Please restate verbatim the lines that open the listing below, ending with the line in which "Now the lit" occurs.

AVAILABLE RECORDS Block Start

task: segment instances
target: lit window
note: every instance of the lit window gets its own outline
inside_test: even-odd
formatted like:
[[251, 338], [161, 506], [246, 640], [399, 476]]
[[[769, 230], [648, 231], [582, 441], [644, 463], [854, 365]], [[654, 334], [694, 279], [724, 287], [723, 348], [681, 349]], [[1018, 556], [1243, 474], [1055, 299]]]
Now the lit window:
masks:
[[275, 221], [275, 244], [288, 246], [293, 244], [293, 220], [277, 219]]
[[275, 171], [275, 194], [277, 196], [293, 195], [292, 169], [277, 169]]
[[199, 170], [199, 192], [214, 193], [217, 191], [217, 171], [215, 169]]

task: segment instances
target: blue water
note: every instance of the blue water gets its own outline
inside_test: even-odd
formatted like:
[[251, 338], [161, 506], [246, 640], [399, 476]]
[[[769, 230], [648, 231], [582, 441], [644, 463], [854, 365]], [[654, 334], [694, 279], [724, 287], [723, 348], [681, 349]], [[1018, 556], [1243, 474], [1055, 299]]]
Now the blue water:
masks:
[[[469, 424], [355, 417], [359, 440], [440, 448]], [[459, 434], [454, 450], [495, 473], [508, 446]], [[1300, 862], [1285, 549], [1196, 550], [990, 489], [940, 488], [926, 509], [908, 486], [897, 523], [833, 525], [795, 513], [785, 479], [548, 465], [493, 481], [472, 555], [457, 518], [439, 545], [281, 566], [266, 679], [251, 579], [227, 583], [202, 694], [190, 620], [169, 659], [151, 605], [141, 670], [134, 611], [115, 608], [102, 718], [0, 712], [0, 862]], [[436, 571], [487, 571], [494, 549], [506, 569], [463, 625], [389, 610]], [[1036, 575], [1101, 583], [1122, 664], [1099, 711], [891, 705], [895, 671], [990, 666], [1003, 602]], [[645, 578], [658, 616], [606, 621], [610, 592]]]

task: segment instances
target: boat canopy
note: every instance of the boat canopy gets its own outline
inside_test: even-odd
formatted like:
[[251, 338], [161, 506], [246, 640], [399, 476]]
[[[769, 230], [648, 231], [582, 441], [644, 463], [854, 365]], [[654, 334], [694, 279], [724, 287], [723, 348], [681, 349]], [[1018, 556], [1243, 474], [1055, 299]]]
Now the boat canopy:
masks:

AVAILABLE RECORDS Block End

◆ ANSWER SPACE:
task: segment instances
target: lit window
note: every instance of the lit window gets its own outline
inside_test: even-odd
formatted like:
[[251, 338], [161, 506], [246, 640], [399, 476]]
[[[769, 230], [648, 231], [582, 441], [644, 463], [854, 365]], [[654, 334], [694, 279], [724, 287], [723, 348], [681, 349]], [[1018, 556], [1243, 474], [1055, 299]]]
Now the lit window:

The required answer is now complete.